YOUR OBJECTIVE
Output all of the following lines as a Markdown table with two columns, No. and Line, numbering each row and leaving out blank lines. Omit the pictures from your answer.

[Excerpts from point annotation data]
----
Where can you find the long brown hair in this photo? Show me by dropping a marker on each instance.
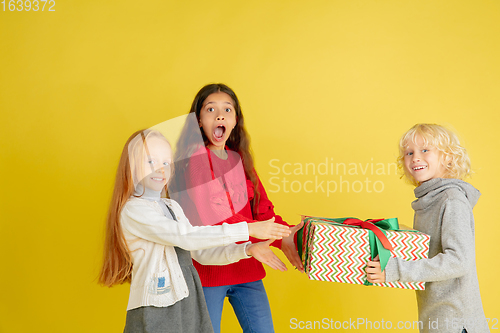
(117, 262)
(239, 140)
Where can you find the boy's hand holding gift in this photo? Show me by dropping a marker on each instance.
(263, 253)
(268, 230)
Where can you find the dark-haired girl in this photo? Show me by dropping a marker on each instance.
(223, 187)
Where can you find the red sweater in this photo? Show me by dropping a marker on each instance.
(214, 205)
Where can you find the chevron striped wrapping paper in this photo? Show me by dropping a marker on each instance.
(340, 253)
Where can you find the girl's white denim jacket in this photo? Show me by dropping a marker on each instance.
(157, 278)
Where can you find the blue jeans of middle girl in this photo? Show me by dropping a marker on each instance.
(250, 304)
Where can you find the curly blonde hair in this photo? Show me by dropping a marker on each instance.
(453, 156)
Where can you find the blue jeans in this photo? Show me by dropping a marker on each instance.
(250, 304)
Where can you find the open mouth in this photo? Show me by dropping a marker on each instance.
(219, 132)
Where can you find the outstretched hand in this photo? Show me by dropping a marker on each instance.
(374, 272)
(268, 230)
(263, 253)
(289, 249)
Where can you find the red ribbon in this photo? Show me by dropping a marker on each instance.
(370, 224)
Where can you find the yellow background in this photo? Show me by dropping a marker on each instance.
(339, 80)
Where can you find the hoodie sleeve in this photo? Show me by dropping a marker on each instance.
(457, 253)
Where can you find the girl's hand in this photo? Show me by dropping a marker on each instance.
(373, 272)
(268, 230)
(263, 253)
(290, 250)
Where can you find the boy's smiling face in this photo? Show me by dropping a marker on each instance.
(423, 162)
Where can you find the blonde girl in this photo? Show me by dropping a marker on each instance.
(149, 243)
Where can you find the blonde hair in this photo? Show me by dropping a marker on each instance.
(117, 263)
(453, 156)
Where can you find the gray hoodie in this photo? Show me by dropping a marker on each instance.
(451, 299)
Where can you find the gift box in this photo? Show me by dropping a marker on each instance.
(339, 249)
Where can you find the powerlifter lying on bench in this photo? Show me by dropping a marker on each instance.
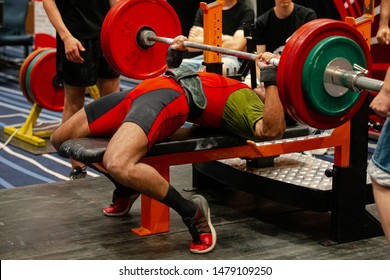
(154, 110)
----
ANSWER TO THE EXERCISE
| No. | Line |
|---|---|
| 1 | Where can you find the long brown hair in this photo? Show me by dropping a marker on each instance. |
| 2 | (117, 262) |
| 3 | (239, 140) |
| 4 | Where can you find the boy's hand holding gift in this photo? Show me by dropping a marker on each instance. |
| 5 | (263, 253) |
| 6 | (268, 230) |
| 7 | Where can you find the dark-haired girl in this photo? Show me by dropping a marker on each instance. |
| 8 | (223, 187) |
| 9 | Where can you find the red sweater in this photo? Show me by dropping a marker on each instance. |
| 10 | (214, 205) |
| 11 | Where can you find the chevron striped wrapping paper in this photo? Show me by dropping a marker on each instance. |
| 12 | (340, 253) |
| 13 | Where can you find the girl's white denim jacket in this photo? Show me by dropping a marker on each instance. |
| 14 | (157, 278) |
| 15 | Where can you find the blue jeans of middle girl in this photo? Show me by dropping a marker on each instance. |
| 16 | (250, 304) |
| 17 | Where can you find the curly blonde hair in this photo? Show me by dropping a marker on each instance. |
| 18 | (453, 156) |
| 19 | Where can you find the blue jeans in this photo? Show me by dropping a marker on each instance. |
| 20 | (250, 304) |
| 21 | Where can you find the open mouth in this photo? Show me by dropping a marker on each instance. |
| 22 | (219, 132) |
| 23 | Where can you find the outstretched hand in this photo? Show me by dropping a marker on each instance. |
| 24 | (374, 272) |
| 25 | (268, 230) |
| 26 | (263, 253) |
| 27 | (289, 249) |
| 28 | Where can you find the red ribbon in this photo? Show me by dropping a marker on each instance. |
| 29 | (370, 224) |
| 30 | Where can you find the yellow background in this photo? Show me by dropping a marker on each instance. |
| 31 | (339, 80) |
| 32 | Where can you find the hoodie sleeve in this photo? Show me by dropping a marker on each instance. |
| 33 | (457, 253) |
| 34 | Where can you find the girl's hand in this photo? Show me by dropping a marker on each instance. |
| 35 | (373, 272) |
| 36 | (268, 230) |
| 37 | (263, 253) |
| 38 | (290, 250) |
| 39 | Where can you find the boy's smiling face in this photo? Show me by dropping a marker on each instance. |
| 40 | (423, 162) |
| 41 | Where can you find the blonde girl in this photo? Show me by dropping a marker on each instance. |
| 42 | (149, 243) |
| 43 | Where can you find the blonde hair in this photo? Show me by dropping a marker on each instance. |
| 44 | (117, 263) |
| 45 | (453, 156) |
| 46 | Where can you find the gray hoodie in this photo? Show me by dropping a marker on each instance. |
| 47 | (451, 299) |
| 48 | Where can you find the gift box in this photo? Show me by dropping a marker on each instance. |
| 49 | (339, 249) |
| 50 | Where can you find the powerlifter lying on bench in this photo? Show me by dropping a marker on each instance. |
| 51 | (154, 110) |